**Source extract**
Wapello County Attorney clears two officers involved in June 25 shooting


An August 8 press release from Wapello County Attorney Gary E. Oldenburger says that two City of Ottumwa Police Officers under investigation [by the Iowa Division of Criminal Investigation] following the officer-involved shooting of June 25, 2016 have been cleared.

Oldenburger notes he used eleven resources during his personal investigation of the incident: The written reports of officers Derek Shaw, Noah Aljets, David Lowe, Zach Makita, and Justin Rice; The dash camera videos; The audio recordings of 911 calls and dispatch radio traffic; The written reports of Iowa Division of Criminal Investigation special agents who investigated the incident; The lab reports of the Iowa DCI Criminalistics Laboratory; The audio recordings of the interviews of Officers Shaw, Aljets, Lowe, Makita, and Rice conducted by the Iowa DCI; The reports of the interviews of witnesses conducted by the Iowa DCI; Ottumwa Police Department Use of Force and Firearms policies; Training records of Sgt. Aljets and Officer Shaw; Personal observations of the scene; and Consultations with the DCI case agent.

**Directions**
[1] Translate this sentence from the report on the June 25 shooting into Spanish: "Wapello County Attorney clears two officers involved in June 25 shooting"
[2] Continue the report on the Wapello County Attorney's review of the June 25 shooting from the point where it stops.

**Available data**
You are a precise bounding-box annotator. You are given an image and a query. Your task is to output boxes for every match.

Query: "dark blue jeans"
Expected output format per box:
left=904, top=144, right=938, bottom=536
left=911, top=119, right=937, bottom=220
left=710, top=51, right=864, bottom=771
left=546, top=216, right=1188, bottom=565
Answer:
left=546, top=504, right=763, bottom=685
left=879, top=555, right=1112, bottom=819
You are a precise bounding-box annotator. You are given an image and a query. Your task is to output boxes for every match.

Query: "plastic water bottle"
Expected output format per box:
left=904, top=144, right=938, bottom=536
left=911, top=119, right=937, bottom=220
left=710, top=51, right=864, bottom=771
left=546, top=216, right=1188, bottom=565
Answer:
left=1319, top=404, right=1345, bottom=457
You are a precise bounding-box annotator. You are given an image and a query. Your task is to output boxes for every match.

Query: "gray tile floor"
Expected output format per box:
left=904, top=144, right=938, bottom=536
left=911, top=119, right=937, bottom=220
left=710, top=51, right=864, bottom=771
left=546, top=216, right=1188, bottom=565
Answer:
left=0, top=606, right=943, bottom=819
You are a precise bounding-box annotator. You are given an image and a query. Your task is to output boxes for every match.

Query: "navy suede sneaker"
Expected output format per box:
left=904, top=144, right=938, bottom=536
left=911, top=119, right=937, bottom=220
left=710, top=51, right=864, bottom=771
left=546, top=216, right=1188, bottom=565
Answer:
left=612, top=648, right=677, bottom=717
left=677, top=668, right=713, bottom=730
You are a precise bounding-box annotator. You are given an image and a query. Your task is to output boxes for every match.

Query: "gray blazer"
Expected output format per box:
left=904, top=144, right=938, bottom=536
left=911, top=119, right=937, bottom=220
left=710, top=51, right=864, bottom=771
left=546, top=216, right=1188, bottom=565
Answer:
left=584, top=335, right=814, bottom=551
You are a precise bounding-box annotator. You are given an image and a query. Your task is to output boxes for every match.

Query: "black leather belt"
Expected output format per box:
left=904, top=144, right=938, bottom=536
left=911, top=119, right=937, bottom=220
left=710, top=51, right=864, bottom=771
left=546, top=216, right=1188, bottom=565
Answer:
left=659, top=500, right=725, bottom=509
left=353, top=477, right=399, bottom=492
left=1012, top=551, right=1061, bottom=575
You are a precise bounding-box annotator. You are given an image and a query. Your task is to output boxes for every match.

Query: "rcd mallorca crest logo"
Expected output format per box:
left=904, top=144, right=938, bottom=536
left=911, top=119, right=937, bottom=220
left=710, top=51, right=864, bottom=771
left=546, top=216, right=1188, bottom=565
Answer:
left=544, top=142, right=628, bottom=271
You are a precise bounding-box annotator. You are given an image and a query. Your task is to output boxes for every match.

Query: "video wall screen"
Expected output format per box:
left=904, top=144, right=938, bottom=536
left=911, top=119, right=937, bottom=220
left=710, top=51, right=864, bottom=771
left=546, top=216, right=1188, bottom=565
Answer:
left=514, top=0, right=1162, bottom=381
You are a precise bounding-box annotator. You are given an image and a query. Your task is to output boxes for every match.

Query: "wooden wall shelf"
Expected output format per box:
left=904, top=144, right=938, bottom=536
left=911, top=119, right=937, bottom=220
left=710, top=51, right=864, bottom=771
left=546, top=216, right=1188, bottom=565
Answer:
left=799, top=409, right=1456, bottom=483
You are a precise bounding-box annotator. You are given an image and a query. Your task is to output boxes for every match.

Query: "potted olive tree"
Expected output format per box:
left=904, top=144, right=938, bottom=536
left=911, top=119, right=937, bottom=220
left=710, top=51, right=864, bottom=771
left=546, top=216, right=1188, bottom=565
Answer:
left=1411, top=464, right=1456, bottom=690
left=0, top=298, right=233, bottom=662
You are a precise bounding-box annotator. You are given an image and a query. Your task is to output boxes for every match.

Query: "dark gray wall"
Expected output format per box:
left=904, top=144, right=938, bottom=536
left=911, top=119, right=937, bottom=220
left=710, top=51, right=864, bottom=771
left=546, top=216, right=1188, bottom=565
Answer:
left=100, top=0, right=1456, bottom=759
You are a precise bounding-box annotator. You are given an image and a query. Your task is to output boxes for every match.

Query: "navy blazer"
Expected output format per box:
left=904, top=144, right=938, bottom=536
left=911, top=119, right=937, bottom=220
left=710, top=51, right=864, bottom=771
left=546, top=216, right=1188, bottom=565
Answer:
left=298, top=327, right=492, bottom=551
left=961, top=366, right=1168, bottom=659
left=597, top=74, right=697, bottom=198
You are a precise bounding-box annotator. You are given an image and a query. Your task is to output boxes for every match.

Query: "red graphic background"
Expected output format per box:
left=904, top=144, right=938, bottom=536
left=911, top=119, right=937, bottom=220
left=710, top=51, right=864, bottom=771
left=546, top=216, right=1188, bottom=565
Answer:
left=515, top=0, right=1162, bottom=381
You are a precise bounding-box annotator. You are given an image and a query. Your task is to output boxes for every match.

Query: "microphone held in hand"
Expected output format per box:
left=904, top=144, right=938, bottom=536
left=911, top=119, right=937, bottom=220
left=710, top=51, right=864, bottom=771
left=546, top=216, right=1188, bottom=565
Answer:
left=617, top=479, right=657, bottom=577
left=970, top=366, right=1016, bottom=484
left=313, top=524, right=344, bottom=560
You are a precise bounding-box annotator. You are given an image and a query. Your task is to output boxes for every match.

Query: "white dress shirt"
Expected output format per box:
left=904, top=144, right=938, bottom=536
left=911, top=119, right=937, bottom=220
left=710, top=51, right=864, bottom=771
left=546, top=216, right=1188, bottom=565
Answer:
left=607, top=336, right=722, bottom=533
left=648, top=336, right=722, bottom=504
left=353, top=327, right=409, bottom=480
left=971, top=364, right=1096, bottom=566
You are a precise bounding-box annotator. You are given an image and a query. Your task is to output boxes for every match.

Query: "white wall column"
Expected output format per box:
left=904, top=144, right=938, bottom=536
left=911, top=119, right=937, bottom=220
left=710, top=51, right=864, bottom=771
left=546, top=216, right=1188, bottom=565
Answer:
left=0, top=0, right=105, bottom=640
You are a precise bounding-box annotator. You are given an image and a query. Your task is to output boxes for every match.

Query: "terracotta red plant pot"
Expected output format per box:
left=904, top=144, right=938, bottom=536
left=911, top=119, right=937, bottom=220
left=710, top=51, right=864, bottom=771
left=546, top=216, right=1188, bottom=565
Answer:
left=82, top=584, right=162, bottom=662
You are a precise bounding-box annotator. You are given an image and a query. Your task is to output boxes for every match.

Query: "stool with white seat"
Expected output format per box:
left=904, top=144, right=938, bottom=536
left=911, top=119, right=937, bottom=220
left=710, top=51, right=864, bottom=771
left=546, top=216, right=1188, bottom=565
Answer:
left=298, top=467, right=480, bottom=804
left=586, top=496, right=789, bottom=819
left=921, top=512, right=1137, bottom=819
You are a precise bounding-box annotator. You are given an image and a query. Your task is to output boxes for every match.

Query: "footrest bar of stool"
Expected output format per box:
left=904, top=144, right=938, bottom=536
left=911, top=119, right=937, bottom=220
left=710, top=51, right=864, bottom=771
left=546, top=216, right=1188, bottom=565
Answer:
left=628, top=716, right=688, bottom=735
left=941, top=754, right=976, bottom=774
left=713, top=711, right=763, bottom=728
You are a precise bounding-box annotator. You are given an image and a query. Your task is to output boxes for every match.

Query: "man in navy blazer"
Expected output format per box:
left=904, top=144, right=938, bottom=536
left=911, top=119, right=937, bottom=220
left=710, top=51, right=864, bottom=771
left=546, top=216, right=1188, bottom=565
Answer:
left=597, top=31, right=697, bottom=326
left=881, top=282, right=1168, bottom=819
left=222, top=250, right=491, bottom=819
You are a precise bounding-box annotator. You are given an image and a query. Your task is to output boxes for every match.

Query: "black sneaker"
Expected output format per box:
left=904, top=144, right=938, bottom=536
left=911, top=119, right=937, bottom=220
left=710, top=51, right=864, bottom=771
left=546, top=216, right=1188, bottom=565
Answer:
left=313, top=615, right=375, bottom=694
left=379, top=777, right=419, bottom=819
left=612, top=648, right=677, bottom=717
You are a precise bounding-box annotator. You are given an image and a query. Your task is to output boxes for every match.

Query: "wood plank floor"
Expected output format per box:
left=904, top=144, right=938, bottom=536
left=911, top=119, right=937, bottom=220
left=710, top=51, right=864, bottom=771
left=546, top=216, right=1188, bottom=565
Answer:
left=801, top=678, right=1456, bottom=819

**Numbered answers**
[1] El fiscal del condado de Wapello exonera a dos agentes involucrados en el tiroteo del 25 de junio

[2]
The statement notes that five officers of the Ottumwa Police Department responded to the scene on June 25: Sergeant Noah Aljets, Officer Derek Shaw, Officer David Lowe, Officer Zach Makita, and Officer Justin Rice.

At the time, the officers were only aware that “a house at 416 Waverly Street in Ottumwa was on fire, and that a man was outside of the house shooting at the house”.

In response to the situation, officers took up positions around the structure of the nearby Riverside United Methodist Church.

After receiving more information about the situation from dispatch, officers prepared to assess subject “‘Mike Heady’…[who] was armed with a ‘large gun’ with a ‘large rectangular clip on it’…[and who] had entered the house prior to their arrival”.

The officers were dispersed at different vantage points throughout the incident such that when “Mike Heady Sr. exited the residence carrying an AK-47 style rifle by the pistol grip in his right hand,” only Sergeant Aljets, Officer Rice, and Officer Shaw were aware of it.

Officers Lowe and Makita were assessing two individuals who had exited the rear of the house around the time of Heady’s exit from the front of the house.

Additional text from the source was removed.